__WHAT IS REQUIRED__
Copy out all the records, word for word.

__RECORDS FOR THIS EXERCISE__

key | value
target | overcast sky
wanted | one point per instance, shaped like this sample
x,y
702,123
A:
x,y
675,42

__RESPONSE__
key | value
target | overcast sky
wanted | one point per instance, shaped like this sample
x,y
702,123
A:
x,y
675,42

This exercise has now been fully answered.